Exercise prompt: Beginning with the first line below, please restate each line exactly, down to and including the line containing "Target: reusable coffee cup".

Given information:
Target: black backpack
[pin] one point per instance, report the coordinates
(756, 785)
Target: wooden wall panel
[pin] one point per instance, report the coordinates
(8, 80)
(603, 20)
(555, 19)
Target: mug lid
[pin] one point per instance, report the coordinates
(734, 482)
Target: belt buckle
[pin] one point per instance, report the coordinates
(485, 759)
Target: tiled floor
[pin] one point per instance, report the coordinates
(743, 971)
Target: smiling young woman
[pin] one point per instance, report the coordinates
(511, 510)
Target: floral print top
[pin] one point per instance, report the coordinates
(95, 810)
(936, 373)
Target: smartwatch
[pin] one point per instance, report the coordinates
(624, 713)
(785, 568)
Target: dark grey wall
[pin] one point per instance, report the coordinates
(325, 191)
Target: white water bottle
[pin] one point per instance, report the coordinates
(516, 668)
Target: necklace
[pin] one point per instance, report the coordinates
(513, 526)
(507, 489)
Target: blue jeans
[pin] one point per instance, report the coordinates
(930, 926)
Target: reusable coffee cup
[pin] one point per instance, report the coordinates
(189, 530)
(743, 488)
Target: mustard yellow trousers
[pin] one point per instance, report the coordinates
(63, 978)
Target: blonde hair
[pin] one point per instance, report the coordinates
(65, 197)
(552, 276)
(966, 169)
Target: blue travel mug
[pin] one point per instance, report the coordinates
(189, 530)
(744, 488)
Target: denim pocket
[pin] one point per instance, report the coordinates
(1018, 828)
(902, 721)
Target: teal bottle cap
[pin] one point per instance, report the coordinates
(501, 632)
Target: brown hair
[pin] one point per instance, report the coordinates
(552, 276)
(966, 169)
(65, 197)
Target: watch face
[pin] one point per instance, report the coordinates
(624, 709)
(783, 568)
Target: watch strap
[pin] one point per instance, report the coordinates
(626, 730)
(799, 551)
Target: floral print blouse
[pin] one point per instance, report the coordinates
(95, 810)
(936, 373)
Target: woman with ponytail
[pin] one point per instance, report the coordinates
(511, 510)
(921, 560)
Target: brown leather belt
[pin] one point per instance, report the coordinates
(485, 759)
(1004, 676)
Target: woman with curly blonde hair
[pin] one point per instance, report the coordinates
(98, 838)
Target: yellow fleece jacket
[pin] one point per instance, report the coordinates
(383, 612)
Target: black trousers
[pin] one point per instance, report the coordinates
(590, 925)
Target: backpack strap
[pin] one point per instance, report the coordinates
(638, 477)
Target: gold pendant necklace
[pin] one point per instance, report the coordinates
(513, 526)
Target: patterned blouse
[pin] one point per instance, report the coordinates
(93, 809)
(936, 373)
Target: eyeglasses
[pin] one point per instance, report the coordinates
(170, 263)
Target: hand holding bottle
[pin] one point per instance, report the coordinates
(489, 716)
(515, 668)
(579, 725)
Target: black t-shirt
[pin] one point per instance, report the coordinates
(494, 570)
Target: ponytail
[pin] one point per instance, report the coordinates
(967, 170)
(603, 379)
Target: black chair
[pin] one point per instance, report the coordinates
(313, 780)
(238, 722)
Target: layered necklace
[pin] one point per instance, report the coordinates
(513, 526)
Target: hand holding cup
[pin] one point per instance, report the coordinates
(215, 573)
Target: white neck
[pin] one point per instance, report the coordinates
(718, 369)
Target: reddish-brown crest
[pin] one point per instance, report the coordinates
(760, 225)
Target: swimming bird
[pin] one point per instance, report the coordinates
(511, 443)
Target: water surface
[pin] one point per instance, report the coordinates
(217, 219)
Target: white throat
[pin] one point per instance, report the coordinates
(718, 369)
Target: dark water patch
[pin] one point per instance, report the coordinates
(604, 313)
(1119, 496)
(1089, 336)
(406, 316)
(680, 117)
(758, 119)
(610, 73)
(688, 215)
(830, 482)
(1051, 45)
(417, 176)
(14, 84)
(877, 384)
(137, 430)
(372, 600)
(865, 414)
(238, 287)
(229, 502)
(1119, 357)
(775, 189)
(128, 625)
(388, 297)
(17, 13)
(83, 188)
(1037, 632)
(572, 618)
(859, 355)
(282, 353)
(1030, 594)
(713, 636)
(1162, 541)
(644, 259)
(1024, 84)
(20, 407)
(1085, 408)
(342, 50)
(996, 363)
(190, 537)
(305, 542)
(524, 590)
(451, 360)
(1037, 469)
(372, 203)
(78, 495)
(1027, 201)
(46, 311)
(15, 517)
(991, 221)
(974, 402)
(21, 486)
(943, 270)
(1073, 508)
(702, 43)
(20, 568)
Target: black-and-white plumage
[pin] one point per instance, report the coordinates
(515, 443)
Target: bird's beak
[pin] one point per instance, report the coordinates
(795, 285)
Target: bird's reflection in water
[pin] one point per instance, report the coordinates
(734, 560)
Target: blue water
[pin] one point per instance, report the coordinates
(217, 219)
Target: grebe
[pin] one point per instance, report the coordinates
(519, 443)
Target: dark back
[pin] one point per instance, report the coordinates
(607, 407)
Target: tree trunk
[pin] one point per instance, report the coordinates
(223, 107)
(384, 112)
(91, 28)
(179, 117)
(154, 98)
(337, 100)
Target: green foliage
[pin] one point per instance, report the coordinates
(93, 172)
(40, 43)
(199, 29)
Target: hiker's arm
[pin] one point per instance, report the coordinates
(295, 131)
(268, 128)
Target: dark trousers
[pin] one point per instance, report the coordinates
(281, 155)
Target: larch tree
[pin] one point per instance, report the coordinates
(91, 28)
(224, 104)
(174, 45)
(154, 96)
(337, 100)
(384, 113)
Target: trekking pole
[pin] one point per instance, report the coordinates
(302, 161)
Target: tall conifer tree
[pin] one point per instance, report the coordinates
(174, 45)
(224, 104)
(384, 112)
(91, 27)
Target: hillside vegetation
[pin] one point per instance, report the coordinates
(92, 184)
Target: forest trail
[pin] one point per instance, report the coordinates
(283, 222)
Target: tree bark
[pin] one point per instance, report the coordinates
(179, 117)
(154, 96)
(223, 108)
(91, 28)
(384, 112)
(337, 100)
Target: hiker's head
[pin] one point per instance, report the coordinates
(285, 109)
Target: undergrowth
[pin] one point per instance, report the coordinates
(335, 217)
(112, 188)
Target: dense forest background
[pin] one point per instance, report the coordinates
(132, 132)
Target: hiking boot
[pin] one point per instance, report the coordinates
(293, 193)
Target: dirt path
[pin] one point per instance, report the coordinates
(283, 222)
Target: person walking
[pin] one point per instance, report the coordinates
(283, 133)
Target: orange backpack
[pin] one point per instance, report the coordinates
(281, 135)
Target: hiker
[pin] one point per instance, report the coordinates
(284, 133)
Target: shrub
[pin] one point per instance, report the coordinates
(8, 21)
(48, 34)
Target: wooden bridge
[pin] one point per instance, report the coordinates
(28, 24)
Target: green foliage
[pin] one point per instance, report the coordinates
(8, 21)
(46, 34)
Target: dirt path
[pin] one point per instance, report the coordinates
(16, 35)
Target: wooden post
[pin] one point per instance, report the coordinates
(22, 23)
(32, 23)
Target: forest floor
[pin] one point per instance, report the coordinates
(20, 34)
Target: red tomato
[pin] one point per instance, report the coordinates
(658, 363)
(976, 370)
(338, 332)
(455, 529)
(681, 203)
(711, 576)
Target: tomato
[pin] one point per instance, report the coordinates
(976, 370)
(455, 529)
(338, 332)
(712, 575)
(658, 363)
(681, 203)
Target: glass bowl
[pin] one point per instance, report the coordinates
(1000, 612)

Answer to this problem:
Target: black backpack
[pin] one point per instance, report the coordinates
(756, 785)
Target: wooden wall panel
[pin] one point per instance, report the coordinates
(8, 80)
(603, 20)
(555, 19)
Target: mug lid
[pin] one point per instance, report the coordinates
(734, 482)
Target: belt buckle
[pin] one point per instance, report the coordinates
(485, 759)
Target: tiled floor
[pin] one point per instance, report the coordinates
(743, 971)
Target: smiling young woman
[pin] one point per instance, report the coordinates
(511, 510)
Target: floral print top
[pin] one point per instance, report the coordinates
(95, 810)
(936, 373)
Target: smartwatch
[pin] one point per instance, report the coordinates
(624, 713)
(785, 568)
Target: dark grey wall
[pin] one point per instance, report the coordinates
(325, 191)
Target: white water bottle
[pin] one point per instance, report the coordinates
(516, 668)
Target: necklace
[pin] one point per instance, report the coordinates
(513, 526)
(507, 489)
Target: blue jeans
[pin] one point per instance, report the coordinates
(930, 926)
Target: reusable coffee cup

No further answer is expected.